**INSTRUCTIONS TO FOLLOW**
I need the lines below from the one with "Exercise. Mark the pollen" down to the one with "[(200, 236), (277, 87), (3, 140)]" reproduced exactly, both ends included, and nothing else.

**EXTRACTED DATA**
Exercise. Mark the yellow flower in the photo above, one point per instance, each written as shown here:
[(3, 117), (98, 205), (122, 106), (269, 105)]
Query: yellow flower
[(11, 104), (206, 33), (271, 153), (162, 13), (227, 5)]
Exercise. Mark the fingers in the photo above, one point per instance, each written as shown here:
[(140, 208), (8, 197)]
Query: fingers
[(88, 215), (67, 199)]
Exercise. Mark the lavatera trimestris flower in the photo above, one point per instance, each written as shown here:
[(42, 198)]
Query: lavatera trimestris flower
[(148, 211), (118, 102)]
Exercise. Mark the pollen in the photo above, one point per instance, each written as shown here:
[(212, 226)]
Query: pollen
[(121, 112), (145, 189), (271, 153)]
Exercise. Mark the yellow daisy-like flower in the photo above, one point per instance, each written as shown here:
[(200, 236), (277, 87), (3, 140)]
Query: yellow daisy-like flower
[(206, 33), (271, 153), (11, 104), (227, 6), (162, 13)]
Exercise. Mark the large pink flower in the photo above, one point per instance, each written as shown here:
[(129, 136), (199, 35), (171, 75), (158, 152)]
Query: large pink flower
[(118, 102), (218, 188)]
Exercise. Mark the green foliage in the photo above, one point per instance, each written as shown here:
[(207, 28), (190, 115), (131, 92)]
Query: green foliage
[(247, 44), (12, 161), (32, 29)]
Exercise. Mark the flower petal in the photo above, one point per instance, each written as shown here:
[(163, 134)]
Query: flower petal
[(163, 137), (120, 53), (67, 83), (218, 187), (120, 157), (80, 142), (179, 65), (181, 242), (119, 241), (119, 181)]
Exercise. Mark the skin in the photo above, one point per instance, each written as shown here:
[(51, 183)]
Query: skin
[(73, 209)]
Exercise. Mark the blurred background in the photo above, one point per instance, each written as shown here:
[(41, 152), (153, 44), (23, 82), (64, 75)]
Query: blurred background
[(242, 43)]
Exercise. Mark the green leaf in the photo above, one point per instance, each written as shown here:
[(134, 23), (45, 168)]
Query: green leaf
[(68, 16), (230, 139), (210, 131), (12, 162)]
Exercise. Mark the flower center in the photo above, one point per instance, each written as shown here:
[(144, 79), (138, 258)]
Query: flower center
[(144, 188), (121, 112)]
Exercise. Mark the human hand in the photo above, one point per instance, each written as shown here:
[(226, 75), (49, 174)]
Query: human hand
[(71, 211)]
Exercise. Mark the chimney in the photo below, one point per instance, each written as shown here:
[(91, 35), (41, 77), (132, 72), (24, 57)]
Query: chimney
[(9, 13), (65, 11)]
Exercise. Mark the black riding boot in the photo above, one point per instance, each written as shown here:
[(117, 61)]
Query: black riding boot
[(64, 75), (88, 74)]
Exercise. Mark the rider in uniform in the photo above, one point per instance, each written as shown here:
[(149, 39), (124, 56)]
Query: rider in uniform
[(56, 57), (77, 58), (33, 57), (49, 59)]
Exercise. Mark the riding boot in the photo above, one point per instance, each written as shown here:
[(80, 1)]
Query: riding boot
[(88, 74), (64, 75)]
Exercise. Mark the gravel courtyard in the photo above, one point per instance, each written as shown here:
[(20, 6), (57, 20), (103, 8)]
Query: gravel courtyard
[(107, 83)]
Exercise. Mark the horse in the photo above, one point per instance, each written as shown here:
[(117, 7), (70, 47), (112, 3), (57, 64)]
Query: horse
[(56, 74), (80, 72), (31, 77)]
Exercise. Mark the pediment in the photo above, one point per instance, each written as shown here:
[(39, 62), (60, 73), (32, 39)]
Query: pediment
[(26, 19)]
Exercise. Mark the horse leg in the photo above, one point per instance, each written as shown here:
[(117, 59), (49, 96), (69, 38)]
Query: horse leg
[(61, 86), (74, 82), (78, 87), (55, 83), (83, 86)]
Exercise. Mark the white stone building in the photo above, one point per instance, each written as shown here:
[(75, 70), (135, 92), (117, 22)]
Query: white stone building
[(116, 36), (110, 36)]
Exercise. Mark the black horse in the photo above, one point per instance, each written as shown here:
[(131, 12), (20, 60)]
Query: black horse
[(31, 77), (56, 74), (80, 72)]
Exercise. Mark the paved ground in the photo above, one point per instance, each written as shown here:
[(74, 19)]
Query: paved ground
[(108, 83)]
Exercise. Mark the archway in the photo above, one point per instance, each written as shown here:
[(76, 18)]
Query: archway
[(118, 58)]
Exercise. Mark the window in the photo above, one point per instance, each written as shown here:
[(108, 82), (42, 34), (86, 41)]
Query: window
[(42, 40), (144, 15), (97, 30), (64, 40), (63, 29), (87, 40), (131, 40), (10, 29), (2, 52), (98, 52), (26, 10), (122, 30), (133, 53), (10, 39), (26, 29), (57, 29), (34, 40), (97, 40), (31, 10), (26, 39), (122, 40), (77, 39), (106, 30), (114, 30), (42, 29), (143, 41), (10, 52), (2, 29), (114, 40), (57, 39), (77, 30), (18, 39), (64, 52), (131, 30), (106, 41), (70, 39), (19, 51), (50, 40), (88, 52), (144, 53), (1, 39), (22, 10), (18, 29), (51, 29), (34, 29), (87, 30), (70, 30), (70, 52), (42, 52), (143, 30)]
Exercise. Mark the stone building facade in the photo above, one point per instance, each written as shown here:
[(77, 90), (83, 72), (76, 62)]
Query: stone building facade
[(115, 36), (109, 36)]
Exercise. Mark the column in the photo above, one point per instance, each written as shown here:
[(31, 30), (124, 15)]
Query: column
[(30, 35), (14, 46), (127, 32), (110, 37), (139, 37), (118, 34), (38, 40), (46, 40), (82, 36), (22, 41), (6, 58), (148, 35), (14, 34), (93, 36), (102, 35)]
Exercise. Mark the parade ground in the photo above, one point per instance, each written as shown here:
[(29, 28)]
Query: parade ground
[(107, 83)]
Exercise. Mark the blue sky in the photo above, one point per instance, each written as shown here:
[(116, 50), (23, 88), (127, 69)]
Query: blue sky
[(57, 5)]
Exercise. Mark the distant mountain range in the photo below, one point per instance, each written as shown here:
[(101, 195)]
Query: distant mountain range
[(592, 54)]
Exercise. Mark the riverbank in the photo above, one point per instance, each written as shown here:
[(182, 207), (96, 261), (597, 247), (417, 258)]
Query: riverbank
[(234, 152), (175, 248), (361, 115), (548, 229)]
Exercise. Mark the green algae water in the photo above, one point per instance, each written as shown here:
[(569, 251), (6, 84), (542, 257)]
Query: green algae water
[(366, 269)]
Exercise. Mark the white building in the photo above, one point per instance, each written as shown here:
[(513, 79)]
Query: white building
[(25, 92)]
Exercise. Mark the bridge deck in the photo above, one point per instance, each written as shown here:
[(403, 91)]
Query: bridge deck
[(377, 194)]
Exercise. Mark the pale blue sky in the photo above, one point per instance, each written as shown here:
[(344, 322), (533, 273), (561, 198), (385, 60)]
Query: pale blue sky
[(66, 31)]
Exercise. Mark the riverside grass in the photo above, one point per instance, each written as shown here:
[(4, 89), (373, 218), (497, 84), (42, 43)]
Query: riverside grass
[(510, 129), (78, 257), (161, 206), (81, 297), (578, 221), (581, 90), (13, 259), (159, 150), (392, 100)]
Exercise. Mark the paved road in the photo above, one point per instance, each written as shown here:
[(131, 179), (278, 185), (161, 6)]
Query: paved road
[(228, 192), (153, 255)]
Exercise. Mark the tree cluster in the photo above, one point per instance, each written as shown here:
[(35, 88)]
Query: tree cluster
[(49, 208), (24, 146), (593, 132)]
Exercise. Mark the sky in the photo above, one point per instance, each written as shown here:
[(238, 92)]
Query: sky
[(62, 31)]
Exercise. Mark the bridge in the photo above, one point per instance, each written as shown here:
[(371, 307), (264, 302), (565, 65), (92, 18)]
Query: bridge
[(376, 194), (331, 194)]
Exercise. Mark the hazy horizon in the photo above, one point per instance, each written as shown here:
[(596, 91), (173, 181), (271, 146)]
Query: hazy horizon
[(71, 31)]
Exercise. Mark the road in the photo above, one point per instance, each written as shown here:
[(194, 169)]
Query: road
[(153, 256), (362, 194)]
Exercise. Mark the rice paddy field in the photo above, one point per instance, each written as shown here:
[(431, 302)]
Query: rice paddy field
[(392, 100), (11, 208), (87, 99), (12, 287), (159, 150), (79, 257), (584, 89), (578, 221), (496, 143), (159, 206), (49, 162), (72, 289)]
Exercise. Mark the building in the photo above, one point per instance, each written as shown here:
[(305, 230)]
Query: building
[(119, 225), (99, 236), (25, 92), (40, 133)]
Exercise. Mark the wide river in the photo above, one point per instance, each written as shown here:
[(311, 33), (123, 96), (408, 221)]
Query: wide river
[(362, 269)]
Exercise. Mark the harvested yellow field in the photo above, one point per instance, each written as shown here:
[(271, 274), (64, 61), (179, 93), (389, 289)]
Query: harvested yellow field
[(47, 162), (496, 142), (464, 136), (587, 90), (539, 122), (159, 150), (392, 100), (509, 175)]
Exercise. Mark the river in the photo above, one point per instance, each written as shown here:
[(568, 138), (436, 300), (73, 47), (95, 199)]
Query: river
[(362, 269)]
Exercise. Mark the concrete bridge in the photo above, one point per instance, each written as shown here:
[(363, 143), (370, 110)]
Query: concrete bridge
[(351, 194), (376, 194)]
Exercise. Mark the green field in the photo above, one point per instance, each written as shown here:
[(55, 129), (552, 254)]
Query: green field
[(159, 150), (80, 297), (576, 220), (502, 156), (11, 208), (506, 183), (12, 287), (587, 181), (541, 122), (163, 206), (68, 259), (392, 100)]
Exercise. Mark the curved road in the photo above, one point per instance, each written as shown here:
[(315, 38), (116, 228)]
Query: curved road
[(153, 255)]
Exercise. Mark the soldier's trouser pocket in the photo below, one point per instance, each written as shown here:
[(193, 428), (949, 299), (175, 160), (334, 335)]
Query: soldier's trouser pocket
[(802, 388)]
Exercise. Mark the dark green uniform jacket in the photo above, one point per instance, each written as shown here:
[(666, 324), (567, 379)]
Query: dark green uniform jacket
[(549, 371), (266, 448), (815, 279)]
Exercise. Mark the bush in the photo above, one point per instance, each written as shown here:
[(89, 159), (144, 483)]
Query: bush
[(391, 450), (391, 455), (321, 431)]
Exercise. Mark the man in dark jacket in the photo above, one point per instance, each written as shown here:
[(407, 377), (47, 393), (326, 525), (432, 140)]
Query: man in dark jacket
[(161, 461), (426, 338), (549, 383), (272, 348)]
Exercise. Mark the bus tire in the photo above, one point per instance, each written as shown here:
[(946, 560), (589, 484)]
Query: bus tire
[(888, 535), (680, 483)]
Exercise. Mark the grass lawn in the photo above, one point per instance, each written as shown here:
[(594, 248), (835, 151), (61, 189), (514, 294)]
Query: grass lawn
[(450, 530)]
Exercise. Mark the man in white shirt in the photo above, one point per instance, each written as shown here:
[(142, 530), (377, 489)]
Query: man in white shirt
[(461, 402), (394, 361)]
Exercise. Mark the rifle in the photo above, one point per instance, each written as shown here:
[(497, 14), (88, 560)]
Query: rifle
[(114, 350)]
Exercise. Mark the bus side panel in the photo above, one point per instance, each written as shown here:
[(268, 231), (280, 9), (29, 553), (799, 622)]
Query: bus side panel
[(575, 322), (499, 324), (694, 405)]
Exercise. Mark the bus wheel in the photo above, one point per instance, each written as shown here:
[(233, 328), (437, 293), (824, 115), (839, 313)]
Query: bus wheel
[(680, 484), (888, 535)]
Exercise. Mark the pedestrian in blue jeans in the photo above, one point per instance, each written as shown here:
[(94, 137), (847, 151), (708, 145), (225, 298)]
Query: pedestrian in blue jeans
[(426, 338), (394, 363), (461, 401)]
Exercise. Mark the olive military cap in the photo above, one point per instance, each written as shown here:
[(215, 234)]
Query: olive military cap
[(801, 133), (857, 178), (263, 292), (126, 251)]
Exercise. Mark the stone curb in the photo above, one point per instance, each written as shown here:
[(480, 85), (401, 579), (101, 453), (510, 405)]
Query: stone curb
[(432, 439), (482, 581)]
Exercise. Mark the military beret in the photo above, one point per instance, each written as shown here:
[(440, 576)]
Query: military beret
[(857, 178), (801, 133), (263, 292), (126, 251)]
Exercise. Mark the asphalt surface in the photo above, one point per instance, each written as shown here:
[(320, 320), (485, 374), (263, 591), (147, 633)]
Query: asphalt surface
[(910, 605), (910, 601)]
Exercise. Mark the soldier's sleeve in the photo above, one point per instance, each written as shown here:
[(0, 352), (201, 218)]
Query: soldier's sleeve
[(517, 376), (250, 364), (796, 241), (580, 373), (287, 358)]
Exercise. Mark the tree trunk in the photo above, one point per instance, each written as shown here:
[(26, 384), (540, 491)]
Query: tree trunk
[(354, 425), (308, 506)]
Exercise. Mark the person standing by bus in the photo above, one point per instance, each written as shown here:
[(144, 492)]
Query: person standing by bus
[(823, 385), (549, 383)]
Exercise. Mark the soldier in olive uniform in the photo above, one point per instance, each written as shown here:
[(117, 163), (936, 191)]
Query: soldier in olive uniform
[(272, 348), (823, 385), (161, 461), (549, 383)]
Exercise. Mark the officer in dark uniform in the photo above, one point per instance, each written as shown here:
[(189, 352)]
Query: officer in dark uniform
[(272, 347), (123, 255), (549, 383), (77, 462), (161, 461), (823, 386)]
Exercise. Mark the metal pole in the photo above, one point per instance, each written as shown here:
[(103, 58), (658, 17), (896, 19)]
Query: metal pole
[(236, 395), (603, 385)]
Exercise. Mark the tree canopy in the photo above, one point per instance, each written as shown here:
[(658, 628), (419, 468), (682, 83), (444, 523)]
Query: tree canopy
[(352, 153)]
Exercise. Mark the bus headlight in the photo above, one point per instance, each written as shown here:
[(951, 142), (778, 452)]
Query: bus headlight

**WORKED SOLUTION**
Exercise. Mark the pollen in the photo above, one point per instance, each written as shown here:
[(212, 226)]
Query: pollen
[(121, 112), (145, 189), (271, 153)]
Exercise. Mark the yellow daisy-like flower in the photo above, one point per instance, each written as shown here:
[(200, 236), (277, 87), (3, 140)]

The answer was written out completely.